:: What the exercise asks ::
Copy out every one of the rows below word for word, omitting the pictures.

:: Record list ::
- - -

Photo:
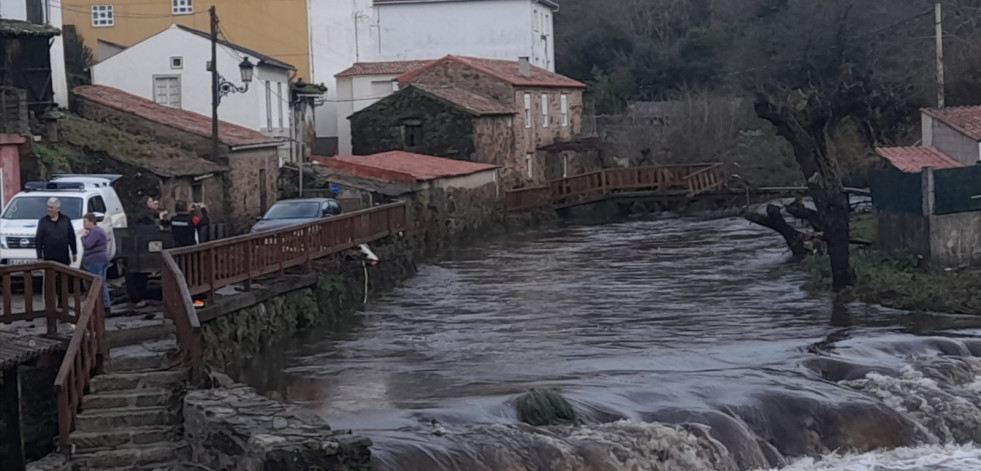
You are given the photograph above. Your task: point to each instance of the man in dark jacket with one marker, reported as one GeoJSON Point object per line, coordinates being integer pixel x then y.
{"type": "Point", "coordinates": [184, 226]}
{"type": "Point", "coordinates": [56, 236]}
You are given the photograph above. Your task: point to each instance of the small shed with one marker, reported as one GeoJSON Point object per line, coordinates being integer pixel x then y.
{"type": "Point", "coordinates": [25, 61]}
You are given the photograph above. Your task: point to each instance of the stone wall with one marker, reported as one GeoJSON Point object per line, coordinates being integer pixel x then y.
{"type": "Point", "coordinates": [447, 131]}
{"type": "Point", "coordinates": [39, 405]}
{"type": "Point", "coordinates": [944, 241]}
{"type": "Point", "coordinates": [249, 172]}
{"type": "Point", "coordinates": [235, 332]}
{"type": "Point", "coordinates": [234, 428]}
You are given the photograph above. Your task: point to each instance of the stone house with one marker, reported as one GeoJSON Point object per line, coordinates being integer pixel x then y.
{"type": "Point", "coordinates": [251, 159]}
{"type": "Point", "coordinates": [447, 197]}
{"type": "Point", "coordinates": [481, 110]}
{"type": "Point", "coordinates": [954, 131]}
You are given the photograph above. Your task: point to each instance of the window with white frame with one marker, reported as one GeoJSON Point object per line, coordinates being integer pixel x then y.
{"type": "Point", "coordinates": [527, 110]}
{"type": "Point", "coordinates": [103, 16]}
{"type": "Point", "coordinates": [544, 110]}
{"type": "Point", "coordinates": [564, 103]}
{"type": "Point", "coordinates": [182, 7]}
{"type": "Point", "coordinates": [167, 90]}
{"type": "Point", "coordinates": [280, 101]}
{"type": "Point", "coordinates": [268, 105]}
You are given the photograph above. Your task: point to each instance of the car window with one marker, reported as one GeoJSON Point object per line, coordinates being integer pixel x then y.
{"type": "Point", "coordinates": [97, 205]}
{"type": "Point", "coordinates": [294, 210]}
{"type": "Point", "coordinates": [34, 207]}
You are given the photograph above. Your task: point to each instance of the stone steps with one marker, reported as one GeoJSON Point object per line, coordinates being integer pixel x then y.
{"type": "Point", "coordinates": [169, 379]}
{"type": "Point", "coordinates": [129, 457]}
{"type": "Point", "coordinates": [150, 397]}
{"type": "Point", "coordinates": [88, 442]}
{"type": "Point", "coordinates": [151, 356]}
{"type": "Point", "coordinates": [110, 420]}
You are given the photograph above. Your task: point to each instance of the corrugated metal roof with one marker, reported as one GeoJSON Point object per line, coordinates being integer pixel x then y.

- - -

:: Answer to this task ::
Photo:
You are given the photograph above. Your task: point to each instance of the man in dark jacket with one marker, reported as one GeoJSON Point object per line, coordinates being integer pixel x then y.
{"type": "Point", "coordinates": [184, 226]}
{"type": "Point", "coordinates": [56, 236]}
You are given the photograph above. Your task: point to each instance of the small shed with one marker, reported as one GeoJSON Point object per line, coordinates being integer pixel x then y.
{"type": "Point", "coordinates": [25, 61]}
You are given the photograph above. Your task: point to each instance of the stone wall with one marker, reported as one GeoJSON Point object per line, coordinates being integer pixel x then y.
{"type": "Point", "coordinates": [447, 131]}
{"type": "Point", "coordinates": [39, 405]}
{"type": "Point", "coordinates": [944, 241]}
{"type": "Point", "coordinates": [249, 172]}
{"type": "Point", "coordinates": [235, 332]}
{"type": "Point", "coordinates": [234, 428]}
You are given the photograph above. Your task: point to each instance of the stone house with one marker, reported as one GeoJSON Point object per line, coordinates being integer pixel x then y.
{"type": "Point", "coordinates": [251, 159]}
{"type": "Point", "coordinates": [447, 197]}
{"type": "Point", "coordinates": [481, 110]}
{"type": "Point", "coordinates": [954, 131]}
You are given the photograph above. Your task: point to each instance of the window with white frame with one marker, reported as one GeoJSON Point object per line, coordinates being integer pixel x then y.
{"type": "Point", "coordinates": [527, 110]}
{"type": "Point", "coordinates": [103, 16]}
{"type": "Point", "coordinates": [544, 110]}
{"type": "Point", "coordinates": [564, 103]}
{"type": "Point", "coordinates": [182, 7]}
{"type": "Point", "coordinates": [167, 90]}
{"type": "Point", "coordinates": [280, 101]}
{"type": "Point", "coordinates": [268, 105]}
You are given the photograph above. Your task: point to each instance of the car window with one marker, reported as one GeoJSON Point object per line, coordinates being integer pixel x then y.
{"type": "Point", "coordinates": [97, 205]}
{"type": "Point", "coordinates": [294, 210]}
{"type": "Point", "coordinates": [34, 207]}
You are given the photograph above. Your task: point to each instance of the stone steps with one marker, reported as one GeoJSON Point object per line, coordinates being integer pixel x then y.
{"type": "Point", "coordinates": [169, 379]}
{"type": "Point", "coordinates": [129, 457]}
{"type": "Point", "coordinates": [150, 397]}
{"type": "Point", "coordinates": [88, 442]}
{"type": "Point", "coordinates": [151, 356]}
{"type": "Point", "coordinates": [110, 420]}
You are given the photograph above. Your task: point to each instance of the corrugated metal roof with one marker, reported as one GeoJSON Point object per line, coordinates being integer pixel x then y.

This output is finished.